TO BE DONE → Can you reproduce the material from the line containing "If you could tag every instance of the woman with" through the line containing "point(263, 465)", both ends included and requests kept unchanged, while scaling only the answer coordinates by 1.1 and rounding each to a whole number with halves going up? Return those lines and nothing else.

────────────────

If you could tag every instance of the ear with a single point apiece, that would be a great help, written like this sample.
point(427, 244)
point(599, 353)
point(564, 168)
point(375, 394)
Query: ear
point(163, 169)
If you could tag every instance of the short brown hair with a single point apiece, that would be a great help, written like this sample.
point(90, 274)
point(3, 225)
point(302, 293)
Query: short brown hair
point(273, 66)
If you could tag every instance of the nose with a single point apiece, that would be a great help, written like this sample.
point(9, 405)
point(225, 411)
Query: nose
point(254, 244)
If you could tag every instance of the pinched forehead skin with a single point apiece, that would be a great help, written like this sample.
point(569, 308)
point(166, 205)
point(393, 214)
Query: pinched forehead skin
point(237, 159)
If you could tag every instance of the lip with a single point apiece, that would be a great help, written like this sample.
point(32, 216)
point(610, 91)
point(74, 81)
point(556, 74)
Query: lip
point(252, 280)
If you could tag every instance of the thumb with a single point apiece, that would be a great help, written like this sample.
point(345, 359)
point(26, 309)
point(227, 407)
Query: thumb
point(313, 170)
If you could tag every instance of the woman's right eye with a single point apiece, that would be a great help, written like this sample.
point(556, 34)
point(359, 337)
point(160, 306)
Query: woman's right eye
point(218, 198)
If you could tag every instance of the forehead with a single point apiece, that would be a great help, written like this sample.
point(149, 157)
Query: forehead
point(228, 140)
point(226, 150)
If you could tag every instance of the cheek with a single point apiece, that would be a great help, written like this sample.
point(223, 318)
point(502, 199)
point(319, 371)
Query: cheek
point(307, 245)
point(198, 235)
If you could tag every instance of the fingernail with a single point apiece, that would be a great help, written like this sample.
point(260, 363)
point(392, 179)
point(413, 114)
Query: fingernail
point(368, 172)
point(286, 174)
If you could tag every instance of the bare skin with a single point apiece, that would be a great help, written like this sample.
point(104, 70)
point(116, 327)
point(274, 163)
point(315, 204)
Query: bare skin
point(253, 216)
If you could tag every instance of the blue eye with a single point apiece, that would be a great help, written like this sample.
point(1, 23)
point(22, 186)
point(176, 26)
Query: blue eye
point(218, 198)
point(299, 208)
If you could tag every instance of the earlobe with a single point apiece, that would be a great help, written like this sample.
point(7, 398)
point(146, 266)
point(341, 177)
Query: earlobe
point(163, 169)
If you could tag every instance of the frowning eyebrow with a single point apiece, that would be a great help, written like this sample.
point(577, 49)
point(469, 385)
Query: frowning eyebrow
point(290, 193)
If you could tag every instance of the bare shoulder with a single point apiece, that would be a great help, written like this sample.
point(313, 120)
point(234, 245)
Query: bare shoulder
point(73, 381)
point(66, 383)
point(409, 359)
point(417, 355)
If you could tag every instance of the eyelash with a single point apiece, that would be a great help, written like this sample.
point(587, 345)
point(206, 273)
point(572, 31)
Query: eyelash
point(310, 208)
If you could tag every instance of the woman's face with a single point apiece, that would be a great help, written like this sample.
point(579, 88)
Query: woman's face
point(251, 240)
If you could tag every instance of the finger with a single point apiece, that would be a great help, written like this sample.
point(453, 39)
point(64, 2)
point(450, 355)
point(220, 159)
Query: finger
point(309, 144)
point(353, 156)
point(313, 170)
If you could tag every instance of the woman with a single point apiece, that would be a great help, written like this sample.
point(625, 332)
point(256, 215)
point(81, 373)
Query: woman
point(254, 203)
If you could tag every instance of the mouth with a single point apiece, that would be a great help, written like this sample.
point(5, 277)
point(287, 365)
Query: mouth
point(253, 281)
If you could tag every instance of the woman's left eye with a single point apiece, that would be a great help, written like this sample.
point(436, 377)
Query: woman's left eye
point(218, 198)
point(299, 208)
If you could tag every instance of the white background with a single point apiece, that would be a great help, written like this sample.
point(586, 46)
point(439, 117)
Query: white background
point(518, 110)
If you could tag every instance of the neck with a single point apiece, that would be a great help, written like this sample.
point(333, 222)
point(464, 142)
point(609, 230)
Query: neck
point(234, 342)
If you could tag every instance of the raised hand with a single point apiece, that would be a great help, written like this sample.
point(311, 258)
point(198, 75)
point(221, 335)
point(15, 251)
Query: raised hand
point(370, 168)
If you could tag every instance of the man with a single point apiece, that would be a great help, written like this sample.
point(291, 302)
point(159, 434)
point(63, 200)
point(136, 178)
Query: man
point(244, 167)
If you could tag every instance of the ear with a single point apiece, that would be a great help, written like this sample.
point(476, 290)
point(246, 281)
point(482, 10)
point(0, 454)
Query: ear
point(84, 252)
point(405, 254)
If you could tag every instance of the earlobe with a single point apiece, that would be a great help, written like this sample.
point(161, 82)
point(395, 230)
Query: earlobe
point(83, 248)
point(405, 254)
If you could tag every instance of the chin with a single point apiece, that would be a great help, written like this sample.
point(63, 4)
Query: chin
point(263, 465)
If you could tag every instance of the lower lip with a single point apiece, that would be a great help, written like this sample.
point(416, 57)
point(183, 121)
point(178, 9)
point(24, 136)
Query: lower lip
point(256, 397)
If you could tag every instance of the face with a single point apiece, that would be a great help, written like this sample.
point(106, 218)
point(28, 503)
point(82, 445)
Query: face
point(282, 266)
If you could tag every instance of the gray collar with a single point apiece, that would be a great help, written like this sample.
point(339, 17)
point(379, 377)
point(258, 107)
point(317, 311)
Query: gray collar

────────────────

FULL SOLUTION →
If you could tag every instance of the woman with a single point apiece, that would be a great help, written like this sample.
point(625, 332)
point(256, 215)
point(81, 373)
Query: woman
point(279, 223)
If you could tag every instance of the mouth with a single point apiece, that would be a great help, written like this sample.
point(5, 277)
point(287, 365)
Query: mouth
point(278, 309)
If you could tag every instance of the woman's left eye with a single point apiece, that would be a great help, written like this sample.
point(436, 377)
Query: woman's left eye
point(240, 218)
point(329, 229)
If you could tag every instance of the white background with a single point apiece, that would be a great help, written like this sample.
point(586, 46)
point(439, 117)
Query: white background
point(570, 121)
If you could tag every instance of the neck with a single point apiece, that would be a great help, written like this sample.
point(333, 222)
point(464, 142)
point(609, 230)
Query: neck
point(257, 376)
If you could tag every instance of the raised hand with a single point apiece, that would be a great help, written like this sample.
point(311, 258)
point(198, 75)
point(221, 335)
point(15, 251)
Query: raised hand
point(407, 185)
If you could tag every instance of the man with a single point apiece, that would be a great help, written like this sample.
point(291, 302)
point(159, 434)
point(63, 200)
point(136, 178)
Query: man
point(268, 184)
If you could tag every instance of the ear with a single point apiece, that would be a great help, written like this sample.
point(476, 290)
point(246, 281)
point(482, 10)
point(0, 454)
Query: ear
point(92, 277)
point(446, 279)
If you could tag every instance of the earlobe with a single point apiece, that would be a great help, written like this sample.
point(161, 82)
point(395, 230)
Query: earlobe
point(91, 273)
point(446, 279)
If you could tag every instance of the chin with a single point apiece, that would be a great help, written like this sample.
point(63, 4)
Query: chin
point(289, 512)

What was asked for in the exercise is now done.